━━ Extrait cité ━━
Ces derniers mois, des dizaines de personnes sont tuées dans des frappes aériennes dans la région du Tigré, dans le nord de l’Éthiopie.
Certaines de ces attaques ont impliqué l’utilisation de drones armés, et le nombre de victimes civiles suscite une inquiétude croissante.
Le gouvernement, qui combat les rebelles depuis plus d’un an, affirme avoir le droit d’utiliser les armes qu’il juge appropriées.
Il nie avoir ciblé des civils.
8 janvier : attaque contre un camp de déplacés
Le 8 janvier, une attaque aérienne contre un camp de personnes déplacées à Dedebit, dans le Tigré, a fait plus de 50 morts et plus de cent blessés.
Les images des conséquences de cette attaque – fournies à Politico par des travailleurs humanitaires – ont conduit les enquêteurs en sources ouvertes à penser que l’une des armes utilisées lors de cet incident pourrait être un missile tiré par un drone Bayraktar TB2 de fabrication turque.
Les fragments – notamment des morceaux d’ailes – semblent correspondre à ceux d’un type équipant ces drones, selon les chercheurs du groupe pacifiste PAX, basé aux Pays-Bas, et d’Amnesty International.
La présence de drones turcs en Éthiopie a été révélée en décembre par Wim Zwijnenburg, un enquêteur qui travaille avec le PAX.
Il a mis en évidence des images satellites montrant des drones turcs stationnés sur une base aérienne gouvernementale au sud de la région du Tigré.
Ils peuvent être identifiés en comparant les dimensions, notamment l’envergure et la longueur, des images satellite.
Nous ne savons pas si ces drones particuliers ont été utilisés dans cet incident, et le gouvernement éthiopien n’a pas confirmé leur utilisation.
La Turquie a signé un accord de coopération en matière de défense avec l’Éthiopie l’année dernière, mais les détails n’ont pas été rendus publics.
Reuters a rapporté en décembre que les États-Unis avaient fait part de leurs préoccupations au gouvernement turc concernant la vente de drones à l’Éthiopie.
6 janvier : attaque contre les rebelles oromos
Une attaque a été perpétrée début janvier contre des rebelles de la région d’Oromia, qui ont fait cause commune avec les rebelles du Tigré.
Peu de détails sont apparus, et il n’est pas clair s’il y a eu des victimes.
Cependant, la frappe aérienne dans la région de Gidami a laissé quelques preuves – des fragments de missiles – qui, selon une enquête, suggèrent l’utilisation de munitions iraniennes.
Des images satellite de décembre dernier ont révélé la présence d’un drone iranien à l’aéroport de Harar Meda, identifié par ses dimensions et d’autres caractéristiques.
━━━
**Consignes**:
(a) Recopiez, dans l'article sur les frappes de drones en Éthiopie, le passage qui va de "Le gouvernement, qui" jusqu'à "ciblé des civils.".
(b) Traduisez en anglais cette phrase de l'article sur les frappes de drones en Éthiopie : « La Turquie a signé un accord de coopération en matière de défense avec l'Éthiopie l'année dernière, mais les détails n'ont pas été rendus publics. »
(c) Poursuivez l'article sur les frappes de drones en Éthiopie après sa dernière phrase.
━━ Données enregistrées ━━
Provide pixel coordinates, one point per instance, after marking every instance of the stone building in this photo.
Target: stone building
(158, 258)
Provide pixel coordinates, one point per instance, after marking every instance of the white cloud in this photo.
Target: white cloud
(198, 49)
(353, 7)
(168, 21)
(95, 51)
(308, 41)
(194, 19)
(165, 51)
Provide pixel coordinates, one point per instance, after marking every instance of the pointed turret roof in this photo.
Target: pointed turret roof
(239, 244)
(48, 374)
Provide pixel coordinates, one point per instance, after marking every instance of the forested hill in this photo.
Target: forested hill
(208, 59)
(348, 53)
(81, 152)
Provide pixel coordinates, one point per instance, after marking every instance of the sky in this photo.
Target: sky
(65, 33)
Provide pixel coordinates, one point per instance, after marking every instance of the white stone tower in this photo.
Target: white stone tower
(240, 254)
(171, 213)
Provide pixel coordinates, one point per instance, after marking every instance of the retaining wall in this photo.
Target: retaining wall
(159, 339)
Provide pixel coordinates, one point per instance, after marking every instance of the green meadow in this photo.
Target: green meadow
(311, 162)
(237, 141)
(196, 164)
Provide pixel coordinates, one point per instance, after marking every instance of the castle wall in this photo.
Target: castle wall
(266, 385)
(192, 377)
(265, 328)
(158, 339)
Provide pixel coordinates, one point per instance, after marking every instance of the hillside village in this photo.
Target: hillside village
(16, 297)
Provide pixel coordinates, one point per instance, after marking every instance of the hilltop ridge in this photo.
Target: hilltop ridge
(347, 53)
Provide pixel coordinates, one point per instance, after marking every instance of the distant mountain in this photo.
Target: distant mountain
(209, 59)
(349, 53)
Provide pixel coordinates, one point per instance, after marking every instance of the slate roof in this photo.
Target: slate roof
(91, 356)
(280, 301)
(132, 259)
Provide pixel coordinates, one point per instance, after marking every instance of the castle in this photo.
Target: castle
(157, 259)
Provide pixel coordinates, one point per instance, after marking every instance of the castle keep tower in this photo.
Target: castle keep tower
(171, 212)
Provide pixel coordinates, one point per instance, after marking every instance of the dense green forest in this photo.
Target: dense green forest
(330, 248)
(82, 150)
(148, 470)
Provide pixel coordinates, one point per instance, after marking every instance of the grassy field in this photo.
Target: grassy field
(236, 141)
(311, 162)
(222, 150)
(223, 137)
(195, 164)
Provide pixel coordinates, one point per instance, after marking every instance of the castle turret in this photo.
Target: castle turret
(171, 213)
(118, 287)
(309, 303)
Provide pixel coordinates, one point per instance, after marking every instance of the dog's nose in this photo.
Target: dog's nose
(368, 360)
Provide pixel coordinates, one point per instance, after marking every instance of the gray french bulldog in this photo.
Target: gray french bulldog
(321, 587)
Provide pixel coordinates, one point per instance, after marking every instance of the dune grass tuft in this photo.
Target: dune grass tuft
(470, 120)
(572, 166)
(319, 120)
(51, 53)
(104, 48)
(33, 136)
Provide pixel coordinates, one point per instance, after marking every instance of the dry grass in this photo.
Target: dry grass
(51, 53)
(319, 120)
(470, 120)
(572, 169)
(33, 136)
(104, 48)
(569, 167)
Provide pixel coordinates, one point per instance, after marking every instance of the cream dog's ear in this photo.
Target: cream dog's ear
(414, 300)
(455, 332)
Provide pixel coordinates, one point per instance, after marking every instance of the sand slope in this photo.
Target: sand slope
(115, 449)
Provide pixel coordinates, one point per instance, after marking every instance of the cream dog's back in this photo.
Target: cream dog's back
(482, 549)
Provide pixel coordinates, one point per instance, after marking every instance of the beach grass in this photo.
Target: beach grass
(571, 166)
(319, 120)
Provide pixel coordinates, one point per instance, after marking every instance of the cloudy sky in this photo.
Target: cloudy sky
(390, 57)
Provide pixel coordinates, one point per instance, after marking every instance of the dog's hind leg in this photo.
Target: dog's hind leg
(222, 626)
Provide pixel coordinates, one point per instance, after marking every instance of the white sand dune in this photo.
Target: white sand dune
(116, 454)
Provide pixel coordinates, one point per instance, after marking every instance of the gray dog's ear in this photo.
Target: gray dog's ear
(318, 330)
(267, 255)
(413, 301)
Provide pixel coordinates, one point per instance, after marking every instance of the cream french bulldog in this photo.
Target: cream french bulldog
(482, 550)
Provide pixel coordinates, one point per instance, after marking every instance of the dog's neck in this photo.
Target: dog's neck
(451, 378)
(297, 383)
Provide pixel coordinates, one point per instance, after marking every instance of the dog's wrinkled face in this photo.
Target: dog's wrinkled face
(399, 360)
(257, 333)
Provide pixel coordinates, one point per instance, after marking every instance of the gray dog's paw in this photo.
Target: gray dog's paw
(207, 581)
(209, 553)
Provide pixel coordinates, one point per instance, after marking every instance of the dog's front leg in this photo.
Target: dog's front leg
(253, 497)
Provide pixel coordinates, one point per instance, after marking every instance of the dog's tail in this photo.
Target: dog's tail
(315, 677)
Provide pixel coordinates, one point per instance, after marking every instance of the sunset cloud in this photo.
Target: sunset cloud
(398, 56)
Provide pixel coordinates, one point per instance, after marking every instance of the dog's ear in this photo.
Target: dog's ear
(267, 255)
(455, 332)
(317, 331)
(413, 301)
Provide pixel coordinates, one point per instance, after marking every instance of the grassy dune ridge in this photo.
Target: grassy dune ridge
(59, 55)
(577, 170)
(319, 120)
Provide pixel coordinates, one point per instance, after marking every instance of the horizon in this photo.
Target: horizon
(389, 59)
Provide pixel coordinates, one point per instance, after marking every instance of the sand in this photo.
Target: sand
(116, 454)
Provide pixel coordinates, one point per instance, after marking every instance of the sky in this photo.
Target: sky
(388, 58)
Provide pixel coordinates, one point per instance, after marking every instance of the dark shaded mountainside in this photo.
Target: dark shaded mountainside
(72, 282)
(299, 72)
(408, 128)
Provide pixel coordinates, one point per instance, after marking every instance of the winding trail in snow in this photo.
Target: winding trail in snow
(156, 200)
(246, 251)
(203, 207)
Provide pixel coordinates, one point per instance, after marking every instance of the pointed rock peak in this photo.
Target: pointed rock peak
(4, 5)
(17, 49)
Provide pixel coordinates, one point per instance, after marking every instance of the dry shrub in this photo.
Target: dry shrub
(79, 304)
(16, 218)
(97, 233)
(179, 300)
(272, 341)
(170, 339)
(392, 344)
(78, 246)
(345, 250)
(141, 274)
━━━
**Réponses**:
(a)
Le gouvernement, qui combat les rebelles depuis plus d’un an, affirme avoir le droit d’utiliser les armes qu’il juge appropriées.
Il nie avoir ciblé des civils.

(b) Turkey signed a defense cooperation agreement with Ethiopia last year, but the details have not been made public.

(c)
Un enquêteur chargé du suivi des vols a identifié une quinzaine de vols cargo en provenance d’Iran à destination des aéroports de Harar Meda et de Bole en août 2021. On ne sait pas ce qu’ils transportaient.
Cependant, en octobre dernier, les autorités américaines ont publiquement condamné l’Iran pour ses exportations de drones et ont désigné l’Éthiopie comme l’un des destinataires de la technologie iranienne en matière de drones.
16 décembre : attaque du marché d’Alamata
À la mi-décembre 2021, une série d’attaques aériennes a entraîné la mort de 28 civils sur un marché d’Alamata, dans le sud du Tigré.
Le principal groupe rebelle du Tigré, le TPLF, a affirmé que les avions à réaction et les drones du gouvernement en étaient responsables.
Des images vidéo ont été diffusées sur une chaîne de télévision tigréenne, montrant les restes d’un missile qui aurait été utilisé lors de cet incident.
Le tuyau d’échappement du moteur du missile, qui a tendance à survivre à l’impact, peut être identifié sur la vidéo.
Une enquête en sources ouvertes – utilisant des informations accessibles au public pour tenter d’établir exactement ce qui s’est passé – a conclu que, sur la base de ces images, les fragments semblaient identiques à un missile Blue Arrow 7 de fabrication chinoise qui peut être monté sur un drone.
Des images satellites ont révélé que des drones Wing Loong de fabrication chinoise étaient stationnés sur la base aérienne militaire éthiopienne de Harar Meda le 15 décembre, soit la veille de l’attaque d’Alamata.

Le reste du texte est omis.